TASK 1>
Answer these questions about the email testing notes:
(a) How many free uses per day does mail-tester.com allow?
(b) According to the notes, who runs verifier.port25.com?
(c) Which SPF validator is listed as being by a Debian developer?

Visit https://www.mail-tester.com/ to get a one-time email address, send a test email there, and check the results on the website.

Will check SPF, DKIM, DMARC, Spamassassin, email formatting, list unsubscribe, block lists, pretty complete. Has coconut trees.

Limit of 3 per day for free usage, 10EUR/week after.

verifier.port25.com

Send an email check-auth@verifier.port25.com, will check SPF, DKIM, and reverse IP configuration and reply with a report by email.

Interestingly, ran by sparkpost.

Other SPF validators

Those services also provide ways to validate SPF records:

• https://www.kitterman.com/spf/validate.html - by a Debian developer
• pyspf: a Python library and binary to test SPF records
• learndmarc.com: has a Matrix (the movie) vibe and more explanations
• vamsoft's SPF checker

Testing the submission server

The above applies if you're sending mail from an existing TPA-managed server. If you're trying to send mail through the submission server, you should follow the above tutorial to configure your email client and send email normally.

TASK 2> Copy these lines from the records below without any changes: begin at the line that contains "Each instance of the cricket" and stop after the line that contains "[[76, 104]]", including both of those lines.

[Records from a collection]
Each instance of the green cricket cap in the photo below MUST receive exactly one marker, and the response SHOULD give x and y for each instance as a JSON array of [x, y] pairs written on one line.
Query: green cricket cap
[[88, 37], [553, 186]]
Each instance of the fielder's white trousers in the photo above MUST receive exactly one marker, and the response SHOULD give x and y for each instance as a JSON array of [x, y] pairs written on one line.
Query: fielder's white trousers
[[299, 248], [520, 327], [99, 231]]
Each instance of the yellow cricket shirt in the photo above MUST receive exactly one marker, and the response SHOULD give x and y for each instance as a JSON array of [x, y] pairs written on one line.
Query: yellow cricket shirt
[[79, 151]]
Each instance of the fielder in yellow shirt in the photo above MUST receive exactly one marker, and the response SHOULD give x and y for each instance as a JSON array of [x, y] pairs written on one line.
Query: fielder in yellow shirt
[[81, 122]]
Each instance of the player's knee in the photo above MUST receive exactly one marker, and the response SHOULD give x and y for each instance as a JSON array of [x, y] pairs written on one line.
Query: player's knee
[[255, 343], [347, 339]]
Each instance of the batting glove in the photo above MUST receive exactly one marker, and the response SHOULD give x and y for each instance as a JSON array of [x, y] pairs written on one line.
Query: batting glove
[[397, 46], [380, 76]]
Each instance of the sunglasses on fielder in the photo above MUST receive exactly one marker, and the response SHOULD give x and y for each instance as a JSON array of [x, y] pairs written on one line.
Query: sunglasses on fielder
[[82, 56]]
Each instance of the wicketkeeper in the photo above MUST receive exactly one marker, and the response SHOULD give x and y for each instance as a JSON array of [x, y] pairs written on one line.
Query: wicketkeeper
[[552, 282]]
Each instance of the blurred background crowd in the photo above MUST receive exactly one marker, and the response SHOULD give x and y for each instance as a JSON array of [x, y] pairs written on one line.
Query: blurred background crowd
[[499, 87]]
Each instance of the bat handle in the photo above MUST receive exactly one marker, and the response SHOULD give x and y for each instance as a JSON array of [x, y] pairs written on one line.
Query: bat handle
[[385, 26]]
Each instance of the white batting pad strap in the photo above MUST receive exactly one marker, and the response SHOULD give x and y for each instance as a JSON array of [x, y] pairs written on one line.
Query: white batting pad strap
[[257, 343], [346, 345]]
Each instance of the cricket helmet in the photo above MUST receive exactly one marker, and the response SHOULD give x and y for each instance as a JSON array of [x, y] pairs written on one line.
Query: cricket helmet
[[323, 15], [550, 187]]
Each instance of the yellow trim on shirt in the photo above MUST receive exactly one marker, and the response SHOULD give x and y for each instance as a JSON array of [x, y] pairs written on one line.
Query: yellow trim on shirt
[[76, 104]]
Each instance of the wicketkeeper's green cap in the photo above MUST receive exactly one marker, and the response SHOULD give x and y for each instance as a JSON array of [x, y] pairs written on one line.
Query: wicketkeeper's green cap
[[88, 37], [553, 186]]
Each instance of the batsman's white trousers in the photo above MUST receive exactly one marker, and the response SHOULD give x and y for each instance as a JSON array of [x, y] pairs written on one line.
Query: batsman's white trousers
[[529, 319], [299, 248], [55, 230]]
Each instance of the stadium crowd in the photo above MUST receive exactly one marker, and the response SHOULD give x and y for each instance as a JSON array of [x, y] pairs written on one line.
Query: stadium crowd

FINAL RESULT 1>
(a) 3 per day
(b) Sparkpost
(c) https://www.kitterman.com/spf/validate.html

FINAL RESULT 2>
Each instance of the cricket helmet in the photo above MUST receive exactly one marker, and the response SHOULD give x and y for each instance as a JSON array of [x, y] pairs written on one line.
Query: cricket helmet
[[323, 15], [550, 187]]
Each instance of the yellow trim on shirt in the photo above MUST receive exactly one marker, and the response SHOULD give x and y for each instance as a JSON array of [x, y] pairs written on one line.
Query: yellow trim on shirt
[[76, 104]]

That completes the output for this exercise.